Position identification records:
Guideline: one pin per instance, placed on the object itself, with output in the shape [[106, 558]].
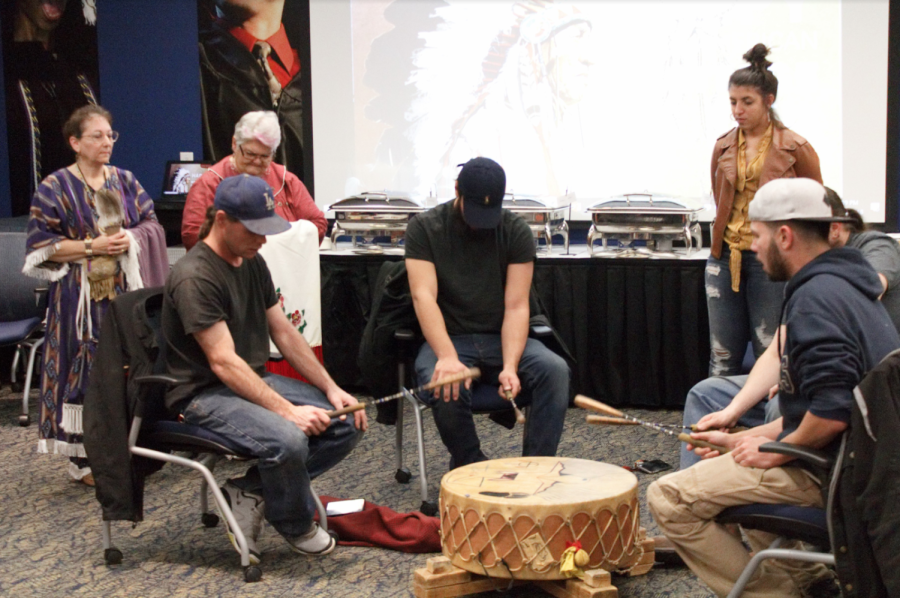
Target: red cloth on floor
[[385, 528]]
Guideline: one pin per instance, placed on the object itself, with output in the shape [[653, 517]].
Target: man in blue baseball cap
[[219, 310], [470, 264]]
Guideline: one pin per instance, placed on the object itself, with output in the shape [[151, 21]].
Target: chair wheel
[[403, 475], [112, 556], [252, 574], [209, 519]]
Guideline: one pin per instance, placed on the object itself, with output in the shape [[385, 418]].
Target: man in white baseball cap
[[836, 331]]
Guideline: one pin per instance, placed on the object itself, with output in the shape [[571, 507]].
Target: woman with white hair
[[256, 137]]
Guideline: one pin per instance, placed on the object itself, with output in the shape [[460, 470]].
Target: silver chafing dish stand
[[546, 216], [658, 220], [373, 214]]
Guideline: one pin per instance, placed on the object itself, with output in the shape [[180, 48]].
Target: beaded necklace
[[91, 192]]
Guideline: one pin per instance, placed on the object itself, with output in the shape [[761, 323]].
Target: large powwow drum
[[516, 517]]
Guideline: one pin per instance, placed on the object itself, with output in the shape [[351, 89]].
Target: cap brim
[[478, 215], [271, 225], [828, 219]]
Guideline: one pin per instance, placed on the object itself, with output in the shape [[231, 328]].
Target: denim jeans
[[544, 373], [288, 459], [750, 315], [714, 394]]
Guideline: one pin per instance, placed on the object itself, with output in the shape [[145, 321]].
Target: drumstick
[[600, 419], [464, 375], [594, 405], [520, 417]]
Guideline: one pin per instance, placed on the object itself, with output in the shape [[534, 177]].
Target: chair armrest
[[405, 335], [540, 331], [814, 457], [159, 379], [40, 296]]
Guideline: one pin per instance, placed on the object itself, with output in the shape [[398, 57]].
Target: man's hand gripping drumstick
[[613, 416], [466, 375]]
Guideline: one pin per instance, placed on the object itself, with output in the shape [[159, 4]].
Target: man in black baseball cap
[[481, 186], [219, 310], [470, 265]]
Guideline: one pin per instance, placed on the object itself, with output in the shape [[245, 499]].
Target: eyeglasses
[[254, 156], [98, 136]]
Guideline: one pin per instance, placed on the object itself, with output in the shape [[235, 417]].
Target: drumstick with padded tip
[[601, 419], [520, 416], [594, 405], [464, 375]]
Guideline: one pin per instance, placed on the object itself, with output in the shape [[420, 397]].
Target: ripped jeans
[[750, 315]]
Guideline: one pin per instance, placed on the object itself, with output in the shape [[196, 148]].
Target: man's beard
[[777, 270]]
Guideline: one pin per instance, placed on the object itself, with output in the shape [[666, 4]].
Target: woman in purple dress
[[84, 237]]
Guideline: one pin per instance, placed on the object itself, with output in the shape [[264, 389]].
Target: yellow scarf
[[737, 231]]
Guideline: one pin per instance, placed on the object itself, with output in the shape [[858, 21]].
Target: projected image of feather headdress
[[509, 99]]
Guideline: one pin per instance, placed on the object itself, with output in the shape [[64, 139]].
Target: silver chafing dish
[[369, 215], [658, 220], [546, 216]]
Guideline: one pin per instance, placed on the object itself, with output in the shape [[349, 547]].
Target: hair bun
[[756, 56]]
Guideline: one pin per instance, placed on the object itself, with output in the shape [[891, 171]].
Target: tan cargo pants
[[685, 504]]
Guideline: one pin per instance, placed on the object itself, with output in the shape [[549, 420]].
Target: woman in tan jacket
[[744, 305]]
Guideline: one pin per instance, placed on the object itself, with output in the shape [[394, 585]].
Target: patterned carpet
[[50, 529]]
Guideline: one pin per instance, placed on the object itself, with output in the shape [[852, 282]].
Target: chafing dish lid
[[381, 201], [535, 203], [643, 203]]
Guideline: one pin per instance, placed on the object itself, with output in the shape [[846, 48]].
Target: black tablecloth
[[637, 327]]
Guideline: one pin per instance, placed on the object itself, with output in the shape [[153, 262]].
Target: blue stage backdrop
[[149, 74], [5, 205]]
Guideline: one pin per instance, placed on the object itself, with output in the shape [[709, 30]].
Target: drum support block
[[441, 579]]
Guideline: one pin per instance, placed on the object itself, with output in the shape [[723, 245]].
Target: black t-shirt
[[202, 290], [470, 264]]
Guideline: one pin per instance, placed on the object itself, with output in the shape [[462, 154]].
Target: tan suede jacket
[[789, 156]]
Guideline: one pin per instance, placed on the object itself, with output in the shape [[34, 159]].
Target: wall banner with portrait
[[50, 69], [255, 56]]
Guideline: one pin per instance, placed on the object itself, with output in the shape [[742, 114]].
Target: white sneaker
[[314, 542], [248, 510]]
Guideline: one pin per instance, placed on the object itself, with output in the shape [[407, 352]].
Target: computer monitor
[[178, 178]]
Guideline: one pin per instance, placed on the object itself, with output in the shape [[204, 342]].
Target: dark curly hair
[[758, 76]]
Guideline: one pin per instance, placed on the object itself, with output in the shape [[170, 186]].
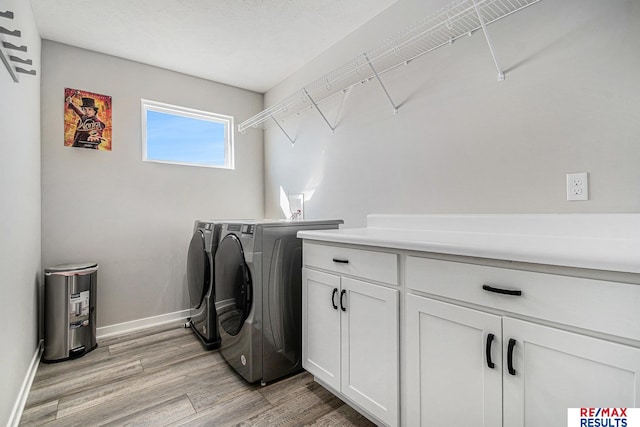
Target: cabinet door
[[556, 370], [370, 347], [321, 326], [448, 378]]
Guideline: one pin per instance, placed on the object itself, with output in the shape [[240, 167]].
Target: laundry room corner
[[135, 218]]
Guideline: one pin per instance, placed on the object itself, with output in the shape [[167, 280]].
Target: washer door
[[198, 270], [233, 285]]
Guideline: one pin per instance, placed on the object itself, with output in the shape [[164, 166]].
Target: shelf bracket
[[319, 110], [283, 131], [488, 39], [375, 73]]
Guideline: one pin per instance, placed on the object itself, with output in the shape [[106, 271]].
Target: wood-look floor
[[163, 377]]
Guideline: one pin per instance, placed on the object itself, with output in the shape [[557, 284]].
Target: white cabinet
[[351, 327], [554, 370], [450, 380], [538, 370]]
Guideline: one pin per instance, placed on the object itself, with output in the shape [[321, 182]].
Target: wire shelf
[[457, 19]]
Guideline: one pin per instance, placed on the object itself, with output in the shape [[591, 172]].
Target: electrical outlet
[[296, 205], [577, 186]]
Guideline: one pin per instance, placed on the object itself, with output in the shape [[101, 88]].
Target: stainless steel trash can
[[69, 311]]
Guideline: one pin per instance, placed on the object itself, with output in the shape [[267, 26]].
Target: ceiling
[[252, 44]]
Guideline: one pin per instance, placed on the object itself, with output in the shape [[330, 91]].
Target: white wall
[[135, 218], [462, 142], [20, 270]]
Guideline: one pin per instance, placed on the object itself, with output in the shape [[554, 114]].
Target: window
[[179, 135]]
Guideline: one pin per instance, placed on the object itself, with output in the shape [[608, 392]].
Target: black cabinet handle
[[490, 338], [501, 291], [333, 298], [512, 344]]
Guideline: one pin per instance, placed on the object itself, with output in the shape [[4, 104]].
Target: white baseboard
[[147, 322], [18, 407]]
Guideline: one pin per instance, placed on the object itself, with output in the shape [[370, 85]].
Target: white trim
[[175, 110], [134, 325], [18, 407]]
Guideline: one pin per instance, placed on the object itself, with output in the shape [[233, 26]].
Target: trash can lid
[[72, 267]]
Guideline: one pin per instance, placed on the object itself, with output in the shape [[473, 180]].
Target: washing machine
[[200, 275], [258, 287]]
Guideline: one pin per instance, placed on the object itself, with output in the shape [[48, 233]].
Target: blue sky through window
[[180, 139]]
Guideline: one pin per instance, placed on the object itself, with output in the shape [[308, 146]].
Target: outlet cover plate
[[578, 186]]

__Objective__
Retype the records above line for line, with no changes, and leave out the pictures.

__Exercise response__
Guideline: one pin per instance, placed on the object itself, with output in the shape [[106, 558]].
Target: red cloth on floor
[[385, 528]]
Guideline: one pin per instance, placed on the object itself, with output in the shape [[653, 517]].
Target: man in blue baseball cap
[[219, 310], [470, 264]]
Guideline: one pin per instance, placed on the object itself, with output in the shape [[151, 21]].
Target: chair wheel
[[403, 475], [112, 556], [252, 574], [209, 519]]
Guideline: one pin per instance, placed on the object itself, with output in the shape [[385, 418]].
Target: man in white baseball cap
[[836, 331]]
Guideline: one pin per instance, placed on the object itself, with output in the shape [[571, 507]].
Target: woman with white hair
[[256, 137]]
Guideline: one pin per instance, placed on the object itself, with output in the shape [[460, 470]].
Target: silver chafing dish stand
[[546, 216], [658, 220], [373, 214]]
Guideline: one pin per instance, placed on the object itself, with output in the shape [[180, 48]].
Target: beaded necklace
[[91, 192]]
Guideline: one pin per instance, placed on the object itself, with output in the shape [[761, 323]].
Target: large powwow drum
[[516, 517]]
Guideline: one pin per instance, placed on the object itself, with output in the shape [[351, 89]].
Target: cap brim
[[478, 215], [271, 225], [828, 219]]
Guideline: one pin per instance, placed on the object itself, with output in the shape [[231, 328]].
Target: denim jeans
[[544, 373], [288, 459], [750, 315], [714, 394]]
Guideline: one pin per instance, placed on the object itself, with output in the shape [[145, 321]].
Target: drumstick
[[600, 419], [464, 375], [594, 405], [520, 417]]
Guideline: one pin per instance, placed on the object itself, with output in the shape [[534, 177]].
Target: chair armrest
[[405, 335], [540, 331], [814, 457], [159, 379], [40, 296]]
Guideline: one pin per instance, placed on the object itself, with output in the shape [[398, 57]].
Target: man's hand gripping drumstick
[[613, 416], [466, 375]]
Guideline: one pin per instance, placed on the object itself, with output in the shape [[159, 4]].
Target: man in black baseball cap
[[481, 186], [219, 310], [470, 265]]
Guideline: one pin per instance, placed on the object itself, with output in the shape [[245, 499]].
Target: eyeglasses
[[254, 156], [98, 136]]
Guideline: one pin per instance, placed on the object itself, with output in the shape [[235, 417]].
Target: drumstick with padded tip
[[601, 419], [520, 416], [594, 405], [464, 375]]
Guideline: one pin per instance, placed on the object itself, with output in the shape [[420, 397]].
Target: ripped jeans
[[750, 315]]
Guideline: one pin per instance, placed on the object itself, with output in the shape [[196, 148]].
Target: man's beard
[[777, 270]]
Guideline: one pin per instance, placed on the object itself, with output in the shape [[666, 4]].
Target: woman in purple dress
[[84, 237]]
Guideline: one pin per instance, placed on the object itself, with output in the shape [[264, 389]].
Target: yellow scarf
[[737, 231]]
Guideline: one pin per instance, placed on the object itself, with output in the shape [[858, 21]].
Target: projected image of feather headdress
[[509, 99]]
Guideline: one pin per instance, placed on the object itself, with output in the shape [[64, 139]].
Target: silver chafing dish
[[369, 215], [658, 220], [546, 216]]
Guideline: one pin per instance, placed on the object itself, with output in the shape [[349, 547]].
Target: hair bun
[[756, 56]]
Guideline: one pin per instance, placed on the object itself, with output in the shape [[891, 171]].
Target: tan cargo pants
[[685, 504]]
Guideline: one pin per instance, placed on the object itself, with output in the shape [[549, 420]].
Target: woman in tan jacket
[[744, 305]]
Guideline: one pin per instance, placed on the object itself, with output in the shape [[394, 585]].
Target: patterned carpet
[[50, 529]]
Guideline: one pin per instance, placed on the object itself, with output in the shape [[852, 282]].
Target: chafing dish lid
[[381, 201], [535, 203], [643, 203]]
Guideline: one pin per instance, placed on the object itself, with output in the shape [[846, 48]].
Target: black tablecloth
[[637, 327]]
Guideline: one pin per instance, placed on the object itself, with output in the shape [[153, 262]].
Target: blue stage backdrop
[[149, 74], [5, 205]]
Guideline: one pin per instance, placed on the object itself, with output in the shape [[709, 30]].
Target: drum support block
[[441, 579]]
Guideline: one pin per instance, placed on the object itself, with output in the shape [[723, 245]].
Target: black t-shirt
[[202, 290], [470, 264]]
Guideline: one pin per instance, placed on the object itself, with output in the shape [[462, 154]].
Target: tan suede jacket
[[789, 156]]
Guideline: one pin per instance, placed on the object itself, with output in the shape [[34, 159]].
Target: wall banner with portrait
[[50, 69], [255, 56]]
Guideline: one pin per instance, placed on the object itself, with output in the shape [[742, 114]].
Target: white sneaker
[[314, 542], [248, 510]]
Guideline: one pin per instance, placed on the object itself, with output in the shape [[407, 352]].
Target: computer monitor
[[178, 178]]
Guideline: one pin per instance, placed on the object itself, with output in the shape [[204, 342]].
Target: dark curly hair
[[758, 76]]
Guideline: one pin per instance, placed on the object itself, with output in the shape [[170, 186]].
Target: cabinet door
[[556, 370], [370, 347], [321, 326], [448, 378]]
Guideline: one pin per instance, placed on the object itself, with output in the shape [[240, 167]].
Target: laundry room corner
[[135, 218]]
Guideline: one pin per instance, placed on the object itself, with output in the shape [[167, 280]].
Target: washer door
[[198, 270], [233, 285]]
Guideline: one pin per instance, placed on the object itself, with output in the shape [[164, 166]].
Target: shelf bracket
[[319, 110], [283, 131], [488, 39], [375, 73]]
Guideline: one pin per instance, placed on the object itself, with output in the shape [[106, 271]].
Target: wood-look floor
[[163, 377]]
Guideline: one pin per instance, placed on the object itself, with output in the shape [[557, 284]].
Target: white cabinet
[[351, 327], [554, 370], [450, 380], [538, 370]]
Guideline: one pin per instance, placed on the object itself, with output in the shape [[321, 182]].
Target: wire shelf
[[457, 19]]
Guideline: one pin per instance, placed on the object itself, with output in the shape [[591, 172]].
Target: electrical outlet
[[296, 205], [577, 186]]
Guideline: one pin per instance, placed on the object itself, with output in the shape [[101, 88]].
Target: stainless steel trash can
[[69, 311]]
Guideline: one pin per instance, placed on the object itself, with output in the shape [[267, 26]].
Target: ceiling
[[252, 44]]
Guideline: one pin per instance, placed on the object itself, with output in the shape [[330, 91]].
Target: white wall
[[135, 218], [462, 142], [20, 270]]
Guideline: one pin per instance, placed on the object itself, with output in the shape [[554, 114]].
Target: window
[[179, 135]]
Guideline: one pin per instance, placed on the object itself, with output in the shape [[608, 392]].
Target: black cabinet handle
[[490, 338], [501, 291], [333, 298], [512, 344]]
Guideline: one pin per instance, placed on the object itself, with output in the shape [[4, 104]].
Target: white baseboard
[[147, 322], [18, 407]]
Guideline: one pin per instance, placed on the object itself, with output in the shape [[370, 85]].
Target: white trim
[[175, 110], [134, 325], [18, 407]]
Guideline: one pin per instance, placed on the object itself, with output in the shape [[233, 26]].
Target: trash can lid
[[72, 267]]
Guideline: one pin per instance, placed on the object itself, with output in the shape [[473, 180]].
Target: washing machine
[[200, 275], [258, 287]]
Guideline: one pin per instance, placed on the object itself, with output in the shape [[48, 233]].
Target: blue sky through window
[[180, 139]]
Guideline: one pin per instance, placed on the object itself, with output in the shape [[308, 146]].
Target: outlet cover plate
[[578, 186]]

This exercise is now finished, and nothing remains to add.